> **Liste des consignes**
a. Selon l'extrait sur la charte corse, dans quel but une charte sera-t-elle soumise au vote de l'Assemblée de Corse ? Répondez en une à trois phrases.
b. Prolongez l'extrait sur la charte corse à partir de l'endroit où il s'arrête.

Pour favoriser l'embauche des prisonniers et des anciens recherchés nationalistes, une charte sera proposée au vote de l'Assemblée de Corse. La notion de prisonnier politique y est entendue au sens de la loi d'amnistie de 1989.
Elle englobait les infractions commises à « l'occasion d'évènements d'ordre politique ou social en relation avec une entreprise tendant à modifier le statut de la Corse ». Le rapport est cosigné par Jean-Guy Talamoni et Gilles Simeoni. Les membres de Sulidarità attestent des difficultés d'insertion que rencontrent les anciens détenus.

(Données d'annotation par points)
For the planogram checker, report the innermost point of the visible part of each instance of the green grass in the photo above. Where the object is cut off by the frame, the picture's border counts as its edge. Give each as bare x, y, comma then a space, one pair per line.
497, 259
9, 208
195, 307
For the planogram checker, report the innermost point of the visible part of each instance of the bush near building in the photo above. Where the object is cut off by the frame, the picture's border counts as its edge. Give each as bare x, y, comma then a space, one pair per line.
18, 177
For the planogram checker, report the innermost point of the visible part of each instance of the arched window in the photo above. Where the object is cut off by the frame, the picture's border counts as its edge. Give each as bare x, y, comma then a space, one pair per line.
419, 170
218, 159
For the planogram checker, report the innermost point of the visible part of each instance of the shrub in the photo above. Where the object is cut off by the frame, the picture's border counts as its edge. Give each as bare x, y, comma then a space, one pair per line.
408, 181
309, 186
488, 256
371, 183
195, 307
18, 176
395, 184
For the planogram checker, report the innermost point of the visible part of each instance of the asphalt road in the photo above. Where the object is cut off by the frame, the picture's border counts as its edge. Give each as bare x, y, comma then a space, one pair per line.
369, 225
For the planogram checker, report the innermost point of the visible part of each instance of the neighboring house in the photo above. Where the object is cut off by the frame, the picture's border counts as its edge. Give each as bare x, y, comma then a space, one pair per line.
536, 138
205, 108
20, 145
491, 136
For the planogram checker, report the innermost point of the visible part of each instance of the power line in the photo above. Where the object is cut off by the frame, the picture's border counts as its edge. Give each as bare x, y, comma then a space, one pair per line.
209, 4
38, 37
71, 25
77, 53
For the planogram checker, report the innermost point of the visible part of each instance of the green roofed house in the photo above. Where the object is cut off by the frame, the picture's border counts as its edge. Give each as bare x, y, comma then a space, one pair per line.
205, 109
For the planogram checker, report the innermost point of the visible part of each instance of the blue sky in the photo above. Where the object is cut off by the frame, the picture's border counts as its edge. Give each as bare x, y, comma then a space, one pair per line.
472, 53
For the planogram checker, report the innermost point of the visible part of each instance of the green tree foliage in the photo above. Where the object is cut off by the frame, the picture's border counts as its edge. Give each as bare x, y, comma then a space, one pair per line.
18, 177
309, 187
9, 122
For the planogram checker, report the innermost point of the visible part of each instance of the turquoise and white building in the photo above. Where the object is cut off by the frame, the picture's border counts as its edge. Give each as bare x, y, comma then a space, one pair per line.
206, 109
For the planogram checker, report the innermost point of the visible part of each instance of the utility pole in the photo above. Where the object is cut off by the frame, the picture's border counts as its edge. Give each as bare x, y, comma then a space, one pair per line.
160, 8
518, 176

> **Les réponses**
a. La charte sera proposée au vote de l'Assemblée de Corse pour favoriser l'embauche des prisonniers et des anciens recherchés nationalistes.

b.
« Lorsque l’on vous demande un CV, le fait d’avoir un casier judiciaire pose problème. Par exemple, quand vous avez fait 19 ans de prison comme Charles Santoni [NDLR : condamné en 1999 à 28 ans de prison pour le meurtre d’un policier du Raid lors d’une fusillade, le 16 avril 1996 à Ajaccio], il y a un blanc de 19 ans sur son CV, on peut se poser la question de savoir ce qu’il s’est passé pendant ces années », affirme Katy Bartoli, membre de l'Associu Sulidarità.
Une trentaine de personnes sont aujourd'hui concernées par ce texte. Cette démarche vient en complément de la demande d'amnistie formulée auprès du gouvernement.